§ **Instructions to follow**
Show each line of the rows below that contains the word "beige".

Dataset rows:
+ + + + +

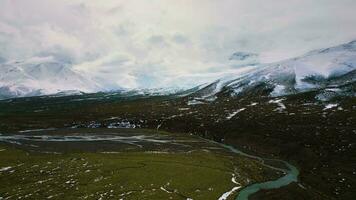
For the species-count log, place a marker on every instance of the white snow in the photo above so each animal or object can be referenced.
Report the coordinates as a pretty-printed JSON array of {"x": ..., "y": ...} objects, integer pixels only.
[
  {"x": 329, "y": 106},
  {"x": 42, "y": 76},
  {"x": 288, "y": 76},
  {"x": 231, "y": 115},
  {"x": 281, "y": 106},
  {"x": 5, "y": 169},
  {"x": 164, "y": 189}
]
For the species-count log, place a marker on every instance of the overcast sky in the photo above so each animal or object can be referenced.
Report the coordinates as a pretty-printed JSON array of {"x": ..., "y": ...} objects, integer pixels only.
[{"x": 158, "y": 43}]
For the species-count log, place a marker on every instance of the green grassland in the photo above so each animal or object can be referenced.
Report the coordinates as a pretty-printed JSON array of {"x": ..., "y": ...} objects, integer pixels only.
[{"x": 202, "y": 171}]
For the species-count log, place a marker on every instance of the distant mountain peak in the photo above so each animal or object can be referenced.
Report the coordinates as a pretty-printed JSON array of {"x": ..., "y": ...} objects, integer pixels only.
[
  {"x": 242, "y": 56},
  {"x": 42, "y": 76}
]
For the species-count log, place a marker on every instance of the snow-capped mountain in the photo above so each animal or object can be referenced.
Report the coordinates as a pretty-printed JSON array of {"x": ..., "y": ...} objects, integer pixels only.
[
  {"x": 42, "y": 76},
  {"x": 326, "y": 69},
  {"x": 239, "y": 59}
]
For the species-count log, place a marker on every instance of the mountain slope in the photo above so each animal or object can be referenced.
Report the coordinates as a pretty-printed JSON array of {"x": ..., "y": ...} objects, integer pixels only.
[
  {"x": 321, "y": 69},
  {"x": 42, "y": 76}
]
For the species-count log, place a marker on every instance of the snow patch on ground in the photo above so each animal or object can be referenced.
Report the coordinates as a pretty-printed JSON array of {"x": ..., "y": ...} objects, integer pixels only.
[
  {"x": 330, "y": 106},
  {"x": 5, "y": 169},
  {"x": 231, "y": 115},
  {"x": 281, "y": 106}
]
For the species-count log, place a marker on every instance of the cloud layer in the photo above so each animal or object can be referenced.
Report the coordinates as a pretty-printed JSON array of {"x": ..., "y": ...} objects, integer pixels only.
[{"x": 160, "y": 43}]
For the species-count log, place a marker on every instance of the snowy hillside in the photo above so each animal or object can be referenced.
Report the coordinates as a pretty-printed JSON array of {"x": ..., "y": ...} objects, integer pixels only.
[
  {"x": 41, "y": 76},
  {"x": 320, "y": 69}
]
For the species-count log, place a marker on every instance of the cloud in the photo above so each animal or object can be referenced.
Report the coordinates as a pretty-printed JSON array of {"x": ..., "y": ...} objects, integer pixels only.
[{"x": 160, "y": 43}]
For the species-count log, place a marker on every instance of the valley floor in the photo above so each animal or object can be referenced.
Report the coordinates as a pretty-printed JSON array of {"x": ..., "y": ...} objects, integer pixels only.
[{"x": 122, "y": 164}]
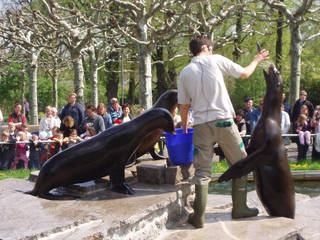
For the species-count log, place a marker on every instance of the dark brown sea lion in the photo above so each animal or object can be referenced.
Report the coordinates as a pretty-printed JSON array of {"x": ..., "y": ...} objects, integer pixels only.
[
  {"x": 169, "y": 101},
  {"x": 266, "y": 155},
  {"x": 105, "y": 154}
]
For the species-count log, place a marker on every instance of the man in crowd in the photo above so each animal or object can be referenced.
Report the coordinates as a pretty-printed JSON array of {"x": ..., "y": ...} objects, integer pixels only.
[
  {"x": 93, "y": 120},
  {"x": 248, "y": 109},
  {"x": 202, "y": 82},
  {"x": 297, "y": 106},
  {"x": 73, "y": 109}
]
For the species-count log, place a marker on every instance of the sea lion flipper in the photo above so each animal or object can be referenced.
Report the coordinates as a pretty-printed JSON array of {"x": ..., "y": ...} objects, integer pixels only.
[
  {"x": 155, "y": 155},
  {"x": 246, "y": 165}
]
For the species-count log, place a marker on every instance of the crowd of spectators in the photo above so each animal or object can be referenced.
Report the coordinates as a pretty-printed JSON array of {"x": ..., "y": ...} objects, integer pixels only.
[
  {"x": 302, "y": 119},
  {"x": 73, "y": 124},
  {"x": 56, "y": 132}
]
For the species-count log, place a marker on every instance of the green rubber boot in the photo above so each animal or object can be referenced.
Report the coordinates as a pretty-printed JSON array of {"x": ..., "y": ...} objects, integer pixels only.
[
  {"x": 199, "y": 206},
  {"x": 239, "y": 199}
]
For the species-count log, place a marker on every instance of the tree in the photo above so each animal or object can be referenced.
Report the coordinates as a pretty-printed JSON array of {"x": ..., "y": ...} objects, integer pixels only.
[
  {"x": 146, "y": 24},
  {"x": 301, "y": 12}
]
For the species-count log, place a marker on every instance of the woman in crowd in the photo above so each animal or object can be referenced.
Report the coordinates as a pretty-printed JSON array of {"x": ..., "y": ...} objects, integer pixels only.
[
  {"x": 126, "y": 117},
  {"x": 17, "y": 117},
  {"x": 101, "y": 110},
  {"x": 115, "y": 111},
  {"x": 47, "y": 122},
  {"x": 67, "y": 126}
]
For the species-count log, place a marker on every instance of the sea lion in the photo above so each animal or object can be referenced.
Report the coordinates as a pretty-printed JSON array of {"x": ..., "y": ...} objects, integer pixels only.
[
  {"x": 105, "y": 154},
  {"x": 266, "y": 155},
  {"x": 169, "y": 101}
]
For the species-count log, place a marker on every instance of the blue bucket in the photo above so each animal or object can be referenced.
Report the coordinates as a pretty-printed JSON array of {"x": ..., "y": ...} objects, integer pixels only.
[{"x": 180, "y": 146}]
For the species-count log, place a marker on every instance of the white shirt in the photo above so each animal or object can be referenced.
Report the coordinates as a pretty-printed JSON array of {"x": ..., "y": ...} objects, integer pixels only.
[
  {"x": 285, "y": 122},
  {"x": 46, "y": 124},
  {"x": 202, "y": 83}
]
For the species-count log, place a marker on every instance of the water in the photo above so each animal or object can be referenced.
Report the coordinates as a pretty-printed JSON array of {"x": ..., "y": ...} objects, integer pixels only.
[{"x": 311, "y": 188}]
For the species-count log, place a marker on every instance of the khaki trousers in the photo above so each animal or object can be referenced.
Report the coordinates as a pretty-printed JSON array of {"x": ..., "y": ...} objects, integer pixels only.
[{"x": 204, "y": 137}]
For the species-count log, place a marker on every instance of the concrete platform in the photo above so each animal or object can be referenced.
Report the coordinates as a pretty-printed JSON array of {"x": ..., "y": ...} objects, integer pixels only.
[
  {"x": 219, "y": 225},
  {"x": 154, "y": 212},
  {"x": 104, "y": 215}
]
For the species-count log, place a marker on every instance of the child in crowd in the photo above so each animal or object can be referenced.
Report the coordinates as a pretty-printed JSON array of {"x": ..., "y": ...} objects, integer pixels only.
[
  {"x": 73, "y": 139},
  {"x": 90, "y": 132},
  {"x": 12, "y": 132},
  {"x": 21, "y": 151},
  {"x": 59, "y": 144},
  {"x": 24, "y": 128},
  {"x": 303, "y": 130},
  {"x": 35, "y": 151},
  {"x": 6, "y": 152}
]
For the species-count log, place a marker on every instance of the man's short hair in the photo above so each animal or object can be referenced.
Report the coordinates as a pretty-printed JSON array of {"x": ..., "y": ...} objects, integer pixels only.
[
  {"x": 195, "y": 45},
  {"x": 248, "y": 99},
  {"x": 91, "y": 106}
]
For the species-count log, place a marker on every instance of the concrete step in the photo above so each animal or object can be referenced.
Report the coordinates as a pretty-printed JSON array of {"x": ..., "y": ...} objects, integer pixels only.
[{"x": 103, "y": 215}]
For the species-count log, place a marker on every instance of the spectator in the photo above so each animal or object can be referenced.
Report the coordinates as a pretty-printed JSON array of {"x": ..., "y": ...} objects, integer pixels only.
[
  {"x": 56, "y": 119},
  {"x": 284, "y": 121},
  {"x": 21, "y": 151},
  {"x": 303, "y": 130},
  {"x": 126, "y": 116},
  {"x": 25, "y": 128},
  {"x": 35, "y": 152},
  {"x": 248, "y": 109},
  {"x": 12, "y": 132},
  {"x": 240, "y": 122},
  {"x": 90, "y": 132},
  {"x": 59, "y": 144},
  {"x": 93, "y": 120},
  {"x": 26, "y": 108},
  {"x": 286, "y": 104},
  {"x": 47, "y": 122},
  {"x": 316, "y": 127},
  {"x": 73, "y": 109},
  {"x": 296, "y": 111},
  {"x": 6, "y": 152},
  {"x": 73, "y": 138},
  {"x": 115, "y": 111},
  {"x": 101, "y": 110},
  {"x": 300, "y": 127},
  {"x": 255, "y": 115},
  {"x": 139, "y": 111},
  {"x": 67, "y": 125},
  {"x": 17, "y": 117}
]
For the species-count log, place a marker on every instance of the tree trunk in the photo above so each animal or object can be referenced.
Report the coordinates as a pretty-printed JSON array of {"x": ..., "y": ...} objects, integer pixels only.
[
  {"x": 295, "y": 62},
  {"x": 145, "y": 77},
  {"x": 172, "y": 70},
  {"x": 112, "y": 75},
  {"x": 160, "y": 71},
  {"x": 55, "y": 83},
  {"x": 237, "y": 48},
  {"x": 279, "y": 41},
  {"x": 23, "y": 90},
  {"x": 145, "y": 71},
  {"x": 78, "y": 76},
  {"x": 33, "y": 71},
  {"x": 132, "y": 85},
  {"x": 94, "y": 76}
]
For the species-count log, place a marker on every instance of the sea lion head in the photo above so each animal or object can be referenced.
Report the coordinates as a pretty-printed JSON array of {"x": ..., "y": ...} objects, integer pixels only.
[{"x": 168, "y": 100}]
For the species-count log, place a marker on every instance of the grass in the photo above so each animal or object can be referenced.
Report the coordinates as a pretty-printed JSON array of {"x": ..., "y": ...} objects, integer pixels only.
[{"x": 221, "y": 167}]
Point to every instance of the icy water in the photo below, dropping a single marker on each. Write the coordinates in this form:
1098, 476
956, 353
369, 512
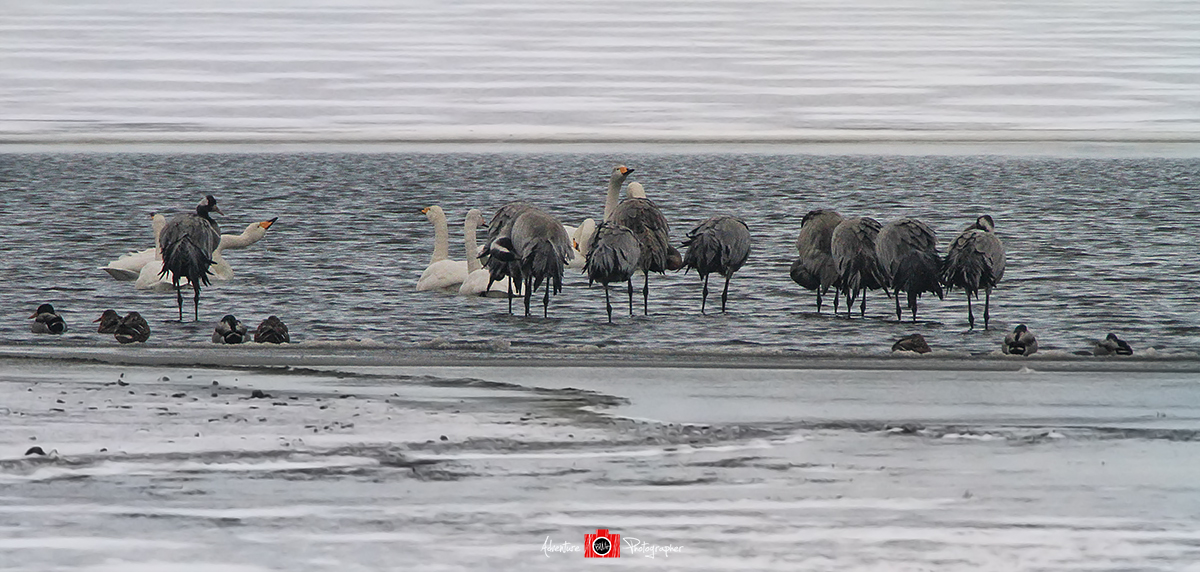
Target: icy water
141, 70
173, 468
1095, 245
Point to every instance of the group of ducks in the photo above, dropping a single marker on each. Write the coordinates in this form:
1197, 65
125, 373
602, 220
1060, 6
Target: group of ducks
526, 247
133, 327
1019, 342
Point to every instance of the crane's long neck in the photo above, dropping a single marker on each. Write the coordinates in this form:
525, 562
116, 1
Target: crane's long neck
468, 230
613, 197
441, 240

+ + + + +

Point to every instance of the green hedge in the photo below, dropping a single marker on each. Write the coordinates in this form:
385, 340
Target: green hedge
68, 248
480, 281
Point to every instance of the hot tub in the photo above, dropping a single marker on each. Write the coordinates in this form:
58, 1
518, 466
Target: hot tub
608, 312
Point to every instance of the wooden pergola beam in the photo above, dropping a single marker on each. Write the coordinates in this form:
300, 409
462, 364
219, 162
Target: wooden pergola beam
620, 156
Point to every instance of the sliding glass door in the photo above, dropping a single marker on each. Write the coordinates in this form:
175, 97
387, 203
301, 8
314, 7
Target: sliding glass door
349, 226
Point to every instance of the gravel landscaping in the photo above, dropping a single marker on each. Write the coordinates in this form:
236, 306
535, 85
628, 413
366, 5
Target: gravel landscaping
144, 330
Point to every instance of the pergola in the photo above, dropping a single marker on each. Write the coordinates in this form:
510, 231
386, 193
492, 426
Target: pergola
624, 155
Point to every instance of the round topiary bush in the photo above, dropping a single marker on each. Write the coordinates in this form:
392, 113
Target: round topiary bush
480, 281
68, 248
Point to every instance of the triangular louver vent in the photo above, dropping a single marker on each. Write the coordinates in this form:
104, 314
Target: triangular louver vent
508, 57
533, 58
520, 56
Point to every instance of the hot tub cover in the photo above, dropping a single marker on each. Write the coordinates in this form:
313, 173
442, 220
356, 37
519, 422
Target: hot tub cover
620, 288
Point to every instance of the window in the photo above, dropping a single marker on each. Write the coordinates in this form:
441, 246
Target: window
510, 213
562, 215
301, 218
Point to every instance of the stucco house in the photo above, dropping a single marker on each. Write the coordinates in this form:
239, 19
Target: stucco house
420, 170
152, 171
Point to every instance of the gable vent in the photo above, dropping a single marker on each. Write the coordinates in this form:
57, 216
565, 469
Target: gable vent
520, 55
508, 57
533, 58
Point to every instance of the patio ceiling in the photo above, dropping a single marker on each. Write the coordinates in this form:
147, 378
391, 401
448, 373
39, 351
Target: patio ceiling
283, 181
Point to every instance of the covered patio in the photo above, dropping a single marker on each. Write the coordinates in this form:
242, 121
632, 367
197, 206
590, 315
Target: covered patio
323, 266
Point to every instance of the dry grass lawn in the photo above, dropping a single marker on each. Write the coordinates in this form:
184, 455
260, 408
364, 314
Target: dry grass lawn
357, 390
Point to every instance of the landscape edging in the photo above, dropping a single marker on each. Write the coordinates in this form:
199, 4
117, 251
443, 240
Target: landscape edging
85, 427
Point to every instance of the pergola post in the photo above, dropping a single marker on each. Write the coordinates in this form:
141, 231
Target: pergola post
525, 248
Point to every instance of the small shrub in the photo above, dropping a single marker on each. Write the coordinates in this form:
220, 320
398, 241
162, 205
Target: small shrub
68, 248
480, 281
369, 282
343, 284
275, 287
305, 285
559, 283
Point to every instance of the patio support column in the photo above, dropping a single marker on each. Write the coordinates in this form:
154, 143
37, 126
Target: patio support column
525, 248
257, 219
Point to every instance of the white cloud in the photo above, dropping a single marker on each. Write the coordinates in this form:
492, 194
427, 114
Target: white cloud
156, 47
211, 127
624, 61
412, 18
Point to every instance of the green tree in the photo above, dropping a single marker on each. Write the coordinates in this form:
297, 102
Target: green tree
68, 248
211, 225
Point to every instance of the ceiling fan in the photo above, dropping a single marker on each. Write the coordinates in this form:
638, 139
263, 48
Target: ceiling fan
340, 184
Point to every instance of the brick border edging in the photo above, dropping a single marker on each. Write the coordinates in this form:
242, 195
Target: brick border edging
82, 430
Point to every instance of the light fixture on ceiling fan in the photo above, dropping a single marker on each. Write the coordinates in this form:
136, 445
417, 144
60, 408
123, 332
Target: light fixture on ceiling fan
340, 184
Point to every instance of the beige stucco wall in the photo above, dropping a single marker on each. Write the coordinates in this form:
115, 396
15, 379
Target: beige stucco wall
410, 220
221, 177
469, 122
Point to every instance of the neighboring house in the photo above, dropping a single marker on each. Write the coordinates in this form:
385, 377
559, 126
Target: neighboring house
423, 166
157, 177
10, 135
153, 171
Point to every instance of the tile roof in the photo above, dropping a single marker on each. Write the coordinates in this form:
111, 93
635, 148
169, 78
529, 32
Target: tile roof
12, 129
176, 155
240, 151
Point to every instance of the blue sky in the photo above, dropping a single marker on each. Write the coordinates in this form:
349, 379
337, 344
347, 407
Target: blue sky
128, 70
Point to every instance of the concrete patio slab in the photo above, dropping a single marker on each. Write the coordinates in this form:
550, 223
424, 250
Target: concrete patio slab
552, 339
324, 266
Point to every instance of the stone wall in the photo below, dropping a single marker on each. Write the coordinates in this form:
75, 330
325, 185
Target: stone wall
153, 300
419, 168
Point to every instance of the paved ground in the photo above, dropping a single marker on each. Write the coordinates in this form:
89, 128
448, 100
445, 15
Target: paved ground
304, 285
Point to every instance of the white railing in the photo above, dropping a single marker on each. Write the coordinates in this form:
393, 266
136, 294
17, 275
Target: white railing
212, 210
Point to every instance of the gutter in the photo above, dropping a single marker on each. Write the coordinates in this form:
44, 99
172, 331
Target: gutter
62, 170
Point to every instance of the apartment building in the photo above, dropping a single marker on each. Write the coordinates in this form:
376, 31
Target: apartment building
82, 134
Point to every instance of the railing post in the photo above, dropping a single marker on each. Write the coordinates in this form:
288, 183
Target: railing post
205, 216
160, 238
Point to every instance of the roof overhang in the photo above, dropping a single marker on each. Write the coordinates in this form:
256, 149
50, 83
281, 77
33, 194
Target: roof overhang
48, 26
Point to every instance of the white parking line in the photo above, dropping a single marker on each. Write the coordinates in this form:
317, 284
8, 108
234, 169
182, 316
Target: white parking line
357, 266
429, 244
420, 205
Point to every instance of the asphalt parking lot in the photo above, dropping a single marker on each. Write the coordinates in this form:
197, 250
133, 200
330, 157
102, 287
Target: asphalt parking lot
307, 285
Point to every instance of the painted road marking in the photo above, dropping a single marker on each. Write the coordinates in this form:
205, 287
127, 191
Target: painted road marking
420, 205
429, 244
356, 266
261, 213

+ + + + +

§ **Exercise result**
Point to every instance of the beige stucco wall in the photo above, dropping a single marker on each. Write the coordinates in this form:
Target: beige stucco wall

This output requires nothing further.